*Instructions to follow:* Output the lines of the data from the line with "Return the polygon of every instance of the wire" up to and including the line with "233L188 235L191 248L194" as a JSON list of strings, one string per line and no blank lines.

<<<<

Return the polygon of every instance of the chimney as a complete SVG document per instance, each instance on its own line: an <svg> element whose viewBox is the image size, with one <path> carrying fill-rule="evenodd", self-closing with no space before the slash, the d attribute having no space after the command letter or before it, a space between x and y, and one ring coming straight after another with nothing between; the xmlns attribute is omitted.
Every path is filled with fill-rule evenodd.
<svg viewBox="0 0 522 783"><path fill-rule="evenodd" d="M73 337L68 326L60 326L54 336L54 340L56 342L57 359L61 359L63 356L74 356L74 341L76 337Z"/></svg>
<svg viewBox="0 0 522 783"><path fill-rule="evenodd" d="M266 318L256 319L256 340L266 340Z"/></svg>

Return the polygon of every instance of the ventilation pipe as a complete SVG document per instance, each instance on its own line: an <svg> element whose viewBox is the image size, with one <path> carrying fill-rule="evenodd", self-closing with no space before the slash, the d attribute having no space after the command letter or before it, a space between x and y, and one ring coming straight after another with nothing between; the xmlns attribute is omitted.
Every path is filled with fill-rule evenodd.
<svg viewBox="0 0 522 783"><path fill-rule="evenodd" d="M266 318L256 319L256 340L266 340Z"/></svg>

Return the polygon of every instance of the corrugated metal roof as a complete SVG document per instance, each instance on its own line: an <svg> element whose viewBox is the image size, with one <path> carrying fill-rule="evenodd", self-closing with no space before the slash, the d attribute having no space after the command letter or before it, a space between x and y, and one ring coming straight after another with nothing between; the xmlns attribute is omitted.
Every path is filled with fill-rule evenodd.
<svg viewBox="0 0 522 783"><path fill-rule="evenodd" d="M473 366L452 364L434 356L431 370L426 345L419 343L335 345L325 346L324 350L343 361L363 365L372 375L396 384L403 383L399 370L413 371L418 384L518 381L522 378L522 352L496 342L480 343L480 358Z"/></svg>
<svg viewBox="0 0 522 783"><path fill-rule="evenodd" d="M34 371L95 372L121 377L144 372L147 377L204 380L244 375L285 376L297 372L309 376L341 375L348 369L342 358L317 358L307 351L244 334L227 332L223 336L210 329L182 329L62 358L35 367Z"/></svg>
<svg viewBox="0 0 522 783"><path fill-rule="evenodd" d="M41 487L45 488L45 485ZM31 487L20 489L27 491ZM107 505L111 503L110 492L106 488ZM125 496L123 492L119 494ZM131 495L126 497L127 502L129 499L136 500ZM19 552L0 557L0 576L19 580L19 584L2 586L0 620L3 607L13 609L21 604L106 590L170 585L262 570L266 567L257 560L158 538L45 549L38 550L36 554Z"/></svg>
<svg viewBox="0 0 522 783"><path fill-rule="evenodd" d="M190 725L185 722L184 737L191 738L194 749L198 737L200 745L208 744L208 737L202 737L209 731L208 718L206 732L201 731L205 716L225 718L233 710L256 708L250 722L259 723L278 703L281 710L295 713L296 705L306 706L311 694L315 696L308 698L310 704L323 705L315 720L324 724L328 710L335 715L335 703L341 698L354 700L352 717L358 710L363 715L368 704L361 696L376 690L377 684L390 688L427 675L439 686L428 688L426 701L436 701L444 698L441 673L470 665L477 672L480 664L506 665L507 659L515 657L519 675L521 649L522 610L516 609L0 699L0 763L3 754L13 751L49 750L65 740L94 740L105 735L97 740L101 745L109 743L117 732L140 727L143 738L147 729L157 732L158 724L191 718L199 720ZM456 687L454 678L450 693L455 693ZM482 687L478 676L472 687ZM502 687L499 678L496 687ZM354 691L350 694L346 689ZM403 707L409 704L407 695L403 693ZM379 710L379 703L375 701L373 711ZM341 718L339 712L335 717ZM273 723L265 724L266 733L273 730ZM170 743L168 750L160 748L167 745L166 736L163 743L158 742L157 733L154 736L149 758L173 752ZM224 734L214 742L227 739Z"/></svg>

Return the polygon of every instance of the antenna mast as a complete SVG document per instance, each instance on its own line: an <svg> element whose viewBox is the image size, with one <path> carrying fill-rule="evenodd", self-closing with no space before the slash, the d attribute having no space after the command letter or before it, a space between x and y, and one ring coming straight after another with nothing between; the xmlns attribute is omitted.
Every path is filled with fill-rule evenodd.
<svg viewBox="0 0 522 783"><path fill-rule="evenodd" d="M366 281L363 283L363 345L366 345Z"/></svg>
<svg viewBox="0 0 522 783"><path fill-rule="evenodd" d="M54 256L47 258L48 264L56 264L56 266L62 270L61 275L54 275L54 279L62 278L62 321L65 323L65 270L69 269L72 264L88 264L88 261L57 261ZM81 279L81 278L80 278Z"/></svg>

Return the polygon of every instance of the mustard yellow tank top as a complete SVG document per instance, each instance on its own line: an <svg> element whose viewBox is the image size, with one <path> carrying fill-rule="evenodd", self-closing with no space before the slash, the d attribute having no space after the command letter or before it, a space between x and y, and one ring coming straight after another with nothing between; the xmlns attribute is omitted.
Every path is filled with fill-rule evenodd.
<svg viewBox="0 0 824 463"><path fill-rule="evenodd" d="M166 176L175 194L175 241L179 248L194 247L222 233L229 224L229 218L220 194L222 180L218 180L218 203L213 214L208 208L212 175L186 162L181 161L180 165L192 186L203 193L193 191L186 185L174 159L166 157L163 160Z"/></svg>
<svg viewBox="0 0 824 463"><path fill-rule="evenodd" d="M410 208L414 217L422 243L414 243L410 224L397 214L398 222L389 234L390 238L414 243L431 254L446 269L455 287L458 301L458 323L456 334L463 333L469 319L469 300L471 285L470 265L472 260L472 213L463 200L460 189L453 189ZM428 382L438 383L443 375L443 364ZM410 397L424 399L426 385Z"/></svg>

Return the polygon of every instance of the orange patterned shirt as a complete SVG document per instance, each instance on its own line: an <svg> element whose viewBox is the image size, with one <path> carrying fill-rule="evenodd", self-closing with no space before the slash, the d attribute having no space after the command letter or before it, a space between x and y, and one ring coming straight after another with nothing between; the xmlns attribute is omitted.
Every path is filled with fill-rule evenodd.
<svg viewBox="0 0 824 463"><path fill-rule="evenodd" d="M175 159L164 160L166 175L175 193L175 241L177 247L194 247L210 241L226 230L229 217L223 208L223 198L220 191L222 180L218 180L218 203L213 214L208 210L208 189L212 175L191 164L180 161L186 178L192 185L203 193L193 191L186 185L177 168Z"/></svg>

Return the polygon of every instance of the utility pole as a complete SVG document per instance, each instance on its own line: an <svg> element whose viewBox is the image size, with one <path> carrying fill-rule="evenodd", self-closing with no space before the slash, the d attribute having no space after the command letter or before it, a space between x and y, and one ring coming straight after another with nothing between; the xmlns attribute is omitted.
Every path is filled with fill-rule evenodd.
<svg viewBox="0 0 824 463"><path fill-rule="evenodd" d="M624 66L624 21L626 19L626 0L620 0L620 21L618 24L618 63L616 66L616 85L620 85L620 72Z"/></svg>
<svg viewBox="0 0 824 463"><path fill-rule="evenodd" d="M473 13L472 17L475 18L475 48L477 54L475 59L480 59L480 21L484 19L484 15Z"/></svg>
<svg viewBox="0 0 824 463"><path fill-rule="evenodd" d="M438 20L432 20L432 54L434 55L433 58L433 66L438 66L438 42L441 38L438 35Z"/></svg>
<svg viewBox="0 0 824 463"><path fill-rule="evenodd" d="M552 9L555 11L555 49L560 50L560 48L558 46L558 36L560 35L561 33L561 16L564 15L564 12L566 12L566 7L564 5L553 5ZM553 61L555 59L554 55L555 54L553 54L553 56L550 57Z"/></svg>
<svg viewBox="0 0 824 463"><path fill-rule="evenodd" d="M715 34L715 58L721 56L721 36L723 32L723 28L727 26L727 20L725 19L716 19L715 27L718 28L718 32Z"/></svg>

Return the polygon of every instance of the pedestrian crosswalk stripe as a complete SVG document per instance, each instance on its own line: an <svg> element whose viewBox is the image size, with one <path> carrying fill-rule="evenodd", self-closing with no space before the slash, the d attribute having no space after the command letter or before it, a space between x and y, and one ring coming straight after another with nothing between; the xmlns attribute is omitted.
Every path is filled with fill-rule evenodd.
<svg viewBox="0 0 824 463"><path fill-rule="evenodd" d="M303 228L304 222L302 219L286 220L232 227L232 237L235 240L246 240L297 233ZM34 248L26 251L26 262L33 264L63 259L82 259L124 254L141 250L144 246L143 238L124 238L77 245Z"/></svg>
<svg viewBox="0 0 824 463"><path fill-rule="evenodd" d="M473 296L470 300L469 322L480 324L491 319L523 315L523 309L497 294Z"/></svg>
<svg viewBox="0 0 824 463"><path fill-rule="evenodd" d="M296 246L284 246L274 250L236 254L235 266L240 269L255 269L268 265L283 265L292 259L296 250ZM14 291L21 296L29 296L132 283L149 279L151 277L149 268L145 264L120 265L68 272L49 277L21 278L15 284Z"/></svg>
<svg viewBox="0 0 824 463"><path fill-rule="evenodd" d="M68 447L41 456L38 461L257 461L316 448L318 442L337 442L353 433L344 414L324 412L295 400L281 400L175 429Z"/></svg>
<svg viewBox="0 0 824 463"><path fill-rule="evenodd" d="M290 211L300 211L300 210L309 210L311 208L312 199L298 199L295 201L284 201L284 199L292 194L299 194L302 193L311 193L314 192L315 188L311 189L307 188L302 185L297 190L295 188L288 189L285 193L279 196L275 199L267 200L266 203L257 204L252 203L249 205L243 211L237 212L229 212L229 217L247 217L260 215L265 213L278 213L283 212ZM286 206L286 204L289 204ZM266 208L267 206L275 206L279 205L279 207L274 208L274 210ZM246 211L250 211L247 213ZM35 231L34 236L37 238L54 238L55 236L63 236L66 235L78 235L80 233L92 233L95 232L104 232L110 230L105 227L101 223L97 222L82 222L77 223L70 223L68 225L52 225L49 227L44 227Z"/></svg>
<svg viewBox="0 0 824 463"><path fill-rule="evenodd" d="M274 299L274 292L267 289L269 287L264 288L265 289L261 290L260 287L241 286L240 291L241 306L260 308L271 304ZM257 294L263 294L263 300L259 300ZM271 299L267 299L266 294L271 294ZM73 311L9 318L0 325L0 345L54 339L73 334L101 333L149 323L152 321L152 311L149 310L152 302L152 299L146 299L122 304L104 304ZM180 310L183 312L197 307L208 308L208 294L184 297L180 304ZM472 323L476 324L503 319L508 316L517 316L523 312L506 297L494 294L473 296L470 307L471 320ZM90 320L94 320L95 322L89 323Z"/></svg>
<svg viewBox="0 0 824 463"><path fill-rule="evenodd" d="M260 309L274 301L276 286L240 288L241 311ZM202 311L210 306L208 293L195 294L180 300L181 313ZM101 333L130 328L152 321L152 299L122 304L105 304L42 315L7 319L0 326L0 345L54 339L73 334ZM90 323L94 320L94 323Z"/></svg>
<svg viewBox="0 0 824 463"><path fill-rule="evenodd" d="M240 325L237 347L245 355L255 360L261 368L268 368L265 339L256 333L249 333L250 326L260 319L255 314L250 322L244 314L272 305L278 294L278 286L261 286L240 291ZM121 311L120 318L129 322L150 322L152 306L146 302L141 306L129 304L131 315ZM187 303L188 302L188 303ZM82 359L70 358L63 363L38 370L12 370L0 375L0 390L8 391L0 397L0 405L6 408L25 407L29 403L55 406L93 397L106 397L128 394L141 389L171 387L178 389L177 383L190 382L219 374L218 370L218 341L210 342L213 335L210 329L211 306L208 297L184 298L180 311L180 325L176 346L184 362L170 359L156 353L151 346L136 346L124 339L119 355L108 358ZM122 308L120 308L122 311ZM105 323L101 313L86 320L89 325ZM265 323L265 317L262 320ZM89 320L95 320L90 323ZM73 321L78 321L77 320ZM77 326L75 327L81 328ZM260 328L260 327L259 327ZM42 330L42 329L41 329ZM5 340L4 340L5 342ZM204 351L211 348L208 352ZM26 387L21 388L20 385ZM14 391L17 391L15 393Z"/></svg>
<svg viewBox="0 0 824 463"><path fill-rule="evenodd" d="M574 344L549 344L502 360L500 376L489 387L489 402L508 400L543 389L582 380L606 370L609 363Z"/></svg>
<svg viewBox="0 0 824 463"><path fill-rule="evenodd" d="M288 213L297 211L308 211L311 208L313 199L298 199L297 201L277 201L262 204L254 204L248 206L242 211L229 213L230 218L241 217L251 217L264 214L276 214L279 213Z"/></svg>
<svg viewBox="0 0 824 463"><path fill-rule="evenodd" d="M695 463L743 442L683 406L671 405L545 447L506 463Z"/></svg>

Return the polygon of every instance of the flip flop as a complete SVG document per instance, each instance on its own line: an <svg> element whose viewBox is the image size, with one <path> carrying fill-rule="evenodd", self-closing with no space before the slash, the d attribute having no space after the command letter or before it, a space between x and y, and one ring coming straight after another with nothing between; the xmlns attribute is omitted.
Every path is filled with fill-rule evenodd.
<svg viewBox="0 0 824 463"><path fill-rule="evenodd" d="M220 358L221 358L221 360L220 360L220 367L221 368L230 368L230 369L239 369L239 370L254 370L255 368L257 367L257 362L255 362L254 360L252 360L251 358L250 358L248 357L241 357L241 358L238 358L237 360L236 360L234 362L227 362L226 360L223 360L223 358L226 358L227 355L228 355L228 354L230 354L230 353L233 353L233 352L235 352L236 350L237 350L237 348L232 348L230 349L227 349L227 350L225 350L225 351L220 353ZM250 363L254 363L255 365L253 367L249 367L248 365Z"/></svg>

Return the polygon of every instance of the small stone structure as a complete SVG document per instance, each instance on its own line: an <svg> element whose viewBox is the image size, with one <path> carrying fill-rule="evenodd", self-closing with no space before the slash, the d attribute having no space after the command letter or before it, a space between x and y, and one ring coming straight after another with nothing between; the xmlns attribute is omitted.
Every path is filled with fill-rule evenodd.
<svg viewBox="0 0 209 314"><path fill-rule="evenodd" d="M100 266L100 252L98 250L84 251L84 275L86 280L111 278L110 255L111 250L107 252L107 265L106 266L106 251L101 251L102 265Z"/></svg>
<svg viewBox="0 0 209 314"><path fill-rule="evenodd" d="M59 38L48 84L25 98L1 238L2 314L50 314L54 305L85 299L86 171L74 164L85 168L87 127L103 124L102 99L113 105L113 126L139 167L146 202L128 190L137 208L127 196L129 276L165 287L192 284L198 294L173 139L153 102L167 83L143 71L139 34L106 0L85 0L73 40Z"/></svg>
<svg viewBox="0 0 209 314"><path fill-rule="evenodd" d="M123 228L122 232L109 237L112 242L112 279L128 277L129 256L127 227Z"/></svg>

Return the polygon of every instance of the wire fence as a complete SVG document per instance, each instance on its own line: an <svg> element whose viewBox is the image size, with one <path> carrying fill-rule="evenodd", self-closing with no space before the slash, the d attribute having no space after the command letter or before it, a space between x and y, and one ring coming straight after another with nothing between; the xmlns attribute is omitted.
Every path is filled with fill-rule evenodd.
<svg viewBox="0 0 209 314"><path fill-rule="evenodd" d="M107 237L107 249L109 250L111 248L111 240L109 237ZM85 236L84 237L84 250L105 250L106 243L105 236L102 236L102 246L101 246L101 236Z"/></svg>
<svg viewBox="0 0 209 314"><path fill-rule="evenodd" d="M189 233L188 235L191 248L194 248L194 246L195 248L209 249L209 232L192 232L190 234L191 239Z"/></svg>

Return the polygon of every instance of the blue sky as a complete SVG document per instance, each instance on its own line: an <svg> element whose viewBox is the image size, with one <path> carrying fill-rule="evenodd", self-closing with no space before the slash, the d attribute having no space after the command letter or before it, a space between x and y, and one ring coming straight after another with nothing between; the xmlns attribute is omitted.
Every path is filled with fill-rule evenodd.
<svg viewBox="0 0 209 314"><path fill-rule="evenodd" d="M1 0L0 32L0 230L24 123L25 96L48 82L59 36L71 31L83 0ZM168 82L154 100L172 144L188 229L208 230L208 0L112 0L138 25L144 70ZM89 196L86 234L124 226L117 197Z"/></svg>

>>>>

*Exercise answer:*
[
  "Return the polygon of every instance of the wire fence as a complete SVG document per instance, each instance on its own line: an <svg> element whose viewBox is the image size, with one <path> carrying fill-rule=\"evenodd\", self-closing with no space before the slash, the d attribute having no space after the command letter or before it, a space between x and y, and one ring coming straight after another with nothing between; the xmlns attribute is omitted.",
  "Every path is filled with fill-rule evenodd.",
  "<svg viewBox=\"0 0 209 314\"><path fill-rule=\"evenodd\" d=\"M107 237L107 249L109 250L111 248L111 240L109 237ZM85 236L84 237L84 250L105 250L106 243L105 236L102 236L102 246L101 246L101 236Z\"/></svg>",
  "<svg viewBox=\"0 0 209 314\"><path fill-rule=\"evenodd\" d=\"M189 233L188 235L191 248L194 248L194 246L195 248L209 249L209 232L192 232L190 234L191 239Z\"/></svg>"
]